> **Set problem**
Put the entries below into a Markdown table with two columns, "Row" and "Line": number each line and skip any blank ones.

> **Information supplied**
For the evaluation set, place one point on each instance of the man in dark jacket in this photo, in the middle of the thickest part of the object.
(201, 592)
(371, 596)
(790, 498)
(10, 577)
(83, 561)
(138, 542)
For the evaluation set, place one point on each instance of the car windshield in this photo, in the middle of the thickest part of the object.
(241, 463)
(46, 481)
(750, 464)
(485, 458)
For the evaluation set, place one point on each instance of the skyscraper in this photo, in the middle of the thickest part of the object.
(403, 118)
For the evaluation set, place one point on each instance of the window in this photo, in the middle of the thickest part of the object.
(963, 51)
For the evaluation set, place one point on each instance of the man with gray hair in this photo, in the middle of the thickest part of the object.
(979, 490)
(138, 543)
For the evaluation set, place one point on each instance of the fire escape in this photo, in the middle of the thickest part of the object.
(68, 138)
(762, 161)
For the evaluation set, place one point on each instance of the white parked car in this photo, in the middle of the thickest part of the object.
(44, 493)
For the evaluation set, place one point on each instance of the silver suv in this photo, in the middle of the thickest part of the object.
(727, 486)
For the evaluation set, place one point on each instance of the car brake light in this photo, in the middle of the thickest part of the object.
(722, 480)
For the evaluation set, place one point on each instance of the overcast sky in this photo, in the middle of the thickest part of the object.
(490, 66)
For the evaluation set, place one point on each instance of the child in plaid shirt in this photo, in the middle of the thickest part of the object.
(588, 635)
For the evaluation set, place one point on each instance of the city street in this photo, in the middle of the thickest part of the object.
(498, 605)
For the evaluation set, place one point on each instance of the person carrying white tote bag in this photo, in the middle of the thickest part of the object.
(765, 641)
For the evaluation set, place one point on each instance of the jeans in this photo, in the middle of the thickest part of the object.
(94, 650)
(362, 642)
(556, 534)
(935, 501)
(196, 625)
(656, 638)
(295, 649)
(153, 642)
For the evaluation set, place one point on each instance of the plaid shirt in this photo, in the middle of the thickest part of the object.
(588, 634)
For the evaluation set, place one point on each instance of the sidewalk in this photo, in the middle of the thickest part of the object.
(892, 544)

> **Answer**
| Row | Line |
|---|---|
| 1 | For the evaluation set, place one point on each instance of the man in dark jacket in this photo, in the middle of the thickest part of the object. |
| 2 | (201, 592) |
| 3 | (371, 596) |
| 4 | (790, 498) |
| 5 | (10, 577) |
| 6 | (83, 561) |
| 7 | (138, 542) |
| 8 | For the evaluation set, place one point on each instance of the car windshield in this photo, in the middle of the thickest part of the object. |
| 9 | (241, 463) |
| 10 | (46, 481) |
| 11 | (750, 464) |
| 12 | (485, 458) |
| 13 | For the evaluation set, place one point on each instance of the skyscraper in this photo, in the middle of the thickest part of the object. |
| 14 | (403, 118) |
| 15 | For the evaluation set, place one point on each instance of the window in this photo, in the middle of the thickest part of the object. |
| 16 | (963, 51) |
| 17 | For the evaluation set, place one point on each instance of the man with gray hair in this photo, in the middle of the thickest part of the object. |
| 18 | (979, 490) |
| 19 | (138, 543) |
| 20 | For the evaluation set, place one point on each instance of the fire escape in this photo, in the middle of the thickest part of the object. |
| 21 | (68, 138) |
| 22 | (762, 161) |
| 23 | For the evaluation set, place one point on each instance of the white parked car in this photo, in the middle of the thickest part of the object. |
| 24 | (44, 493) |
| 25 | For the evaluation set, place one point on each instance of the silver suv in this photo, in the middle of the thickest part of the object. |
| 26 | (727, 486) |
| 27 | For the evaluation set, place one point on each instance of the car brake light in this photo, in the middle of the thickest part of the object. |
| 28 | (722, 480) |
| 29 | For the evaluation set, place one point on each instance of the overcast sky in this photo, in the middle of the thickest part of the object. |
| 30 | (490, 66) |
| 31 | For the evaluation set, place one point on each instance of the child in plaid shirt in this photo, in the middle of the thickest part of the object. |
| 32 | (588, 635) |
| 33 | For the evaluation set, place one point on each instance of the city street in this photo, in the middle of the thickest part of the object. |
| 34 | (498, 605) |
| 35 | For the evaluation set, place one point on each instance of the person carrying white tote bag in this photo, in the middle of the thickest part of the object. |
| 36 | (765, 641) |
| 37 | For the evaluation set, place one point on each instance of the jeans in this photo, in the middle of the thickest part of the object. |
| 38 | (94, 650) |
| 39 | (362, 642) |
| 40 | (556, 534) |
| 41 | (935, 501) |
| 42 | (196, 625) |
| 43 | (656, 638) |
| 44 | (295, 649) |
| 45 | (153, 642) |
| 46 | For the evaluation set, place one point on each instance of the plaid shirt in this photo, in the middle of the thickest part of the object. |
| 47 | (588, 634) |
| 48 | For the evaluation set, place one point on each instance of the sidewalk in this photo, in the middle of the thickest part of the object. |
| 49 | (892, 544) |